— TUGAS YANG DIBERIKAN 1 —
Tuliskan kembali tanpa perubahan bagian teks tentang Delapan Sila yang dibuka dengan kata-kata berisi "8. Dilarang menggunakan" dan ditutup dengan "shòujiè; Jepang: jukai).".
— TUGAS YANG DIBERIKAN 2 —
Menurut teks tentang Delapan Sila, kapan bayi dari orang tua pengikut Buddha secara tradisional diikutkan ke sebuah kuil?
— TUGAS YANG DIBERIKAN 3 —
Sebutkan semua tradisi Buddhis yang disebut namanya dalam teks tentang Delapan Sila.

— TEKS YANG DIBERIKAN —
+-------+

Dalam tradisi Theravada, pada hari-hari Uposatha, pengikut awam yang taat dapat meminta "Delapan Sila" dari para pendeta (Pali: uposathaŋ samādiyati).
1. Dilarang menyakiti dan membunuh makhluk hidup.
2. Dilarang mencuri.
3. Dilarang berhubungan seksual.
4. Dilarang mengeluarkan ucapan kasar, fitnah, bohong dan menyakiti makhluk lain.
5. Dilarang segala minuman keras serta bahan-bahan lainnya yang menyebabkan lemahnya kesadaran.
6. Dilarang makan pada waktu yang tidak tepat.
7. Dilarang menari, menyanyi, bermain musik, melihat permainan atau pertunjukkan, dan memakai alat kosmetik untuk tujuan mempercantik diri.
8. Dilarang menggunakan tempat tidur dan tempat duduk yang besar dan mewah.
Tradisi Theravada
Dalam tradisi Theravada tradisional, seorang nonpengikut Buddha dapat menjadi murid awam Buddhis dengan menyebutkan Triratna dan Pancasila sebagai jawaban dalam sebuah upacara khusus kepada seorang pendeta, atau oleh dirinya sendiri di depan sebuah stupa atau representasi Buddha. Bayi yang lahir pada orang tua pengikut Buddha, secara tradisional dimasukkan ke dalam agama Buddha dengan cara diikutkan ke sebuah kuil waktu purnama atau pada hari festival.
Tradisi Mahayana atau Wajrayana
Dalam tradisi Ch'an di Cina atau Zen di Jepang, inisiasi kaum awam dilakukan dengan sebuah upacara yang menyatakan mencari keselamatan dalam Triratna dan menerima pancasila (受戒 Hanyu Pinyin: shòujiè; Jepang: jukai).

+-------+

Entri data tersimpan
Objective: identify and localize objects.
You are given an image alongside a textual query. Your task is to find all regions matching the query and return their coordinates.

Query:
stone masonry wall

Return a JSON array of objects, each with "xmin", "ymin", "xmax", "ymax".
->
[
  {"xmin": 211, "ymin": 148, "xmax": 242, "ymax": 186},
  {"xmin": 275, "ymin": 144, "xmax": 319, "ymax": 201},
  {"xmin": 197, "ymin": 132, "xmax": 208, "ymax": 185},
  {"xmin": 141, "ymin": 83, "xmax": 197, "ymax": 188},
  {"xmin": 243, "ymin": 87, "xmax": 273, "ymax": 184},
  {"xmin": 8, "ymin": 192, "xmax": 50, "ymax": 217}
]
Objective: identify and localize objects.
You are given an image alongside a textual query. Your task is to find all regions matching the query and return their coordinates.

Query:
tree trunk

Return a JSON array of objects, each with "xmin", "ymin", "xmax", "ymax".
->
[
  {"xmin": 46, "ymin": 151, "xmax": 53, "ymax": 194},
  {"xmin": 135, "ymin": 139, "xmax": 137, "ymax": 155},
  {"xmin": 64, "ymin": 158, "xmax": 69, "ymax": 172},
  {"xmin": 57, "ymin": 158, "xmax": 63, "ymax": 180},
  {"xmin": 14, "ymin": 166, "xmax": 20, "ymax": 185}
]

+-------+

— JAWABAN LENGKAP 1 —
8. Dilarang menggunakan tempat tidur dan tempat duduk yang besar dan mewah.
Tradisi Theravada
Dalam tradisi Theravada tradisional, seorang nonpengikut Buddha dapat menjadi murid awam Buddhis dengan menyebutkan Triratna dan Pancasila sebagai jawaban dalam sebuah upacara khusus kepada seorang pendeta, atau oleh dirinya sendiri di depan sebuah stupa atau representasi Buddha. Bayi yang lahir pada orang tua pengikut Buddha, secara tradisional dimasukkan ke dalam agama Buddha dengan cara diikutkan ke sebuah kuil waktu purnama atau pada hari festival.
Tradisi Mahayana atau Wajrayana
Dalam tradisi Ch'an di Cina atau Zen di Jepang, inisiasi kaum awam dilakukan dengan sebuah upacara yang menyatakan mencari keselamatan dalam Triratna dan menerima pancasila (受戒 Hanyu Pinyin: shòujiè; Jepang: jukai).

— JAWABAN LENGKAP 2 —
Pada waktu purnama atau pada hari festival.

— JAWABAN LENGKAP 3 —
Theravada, Mahayana, Wajrayana, Ch'an, Zen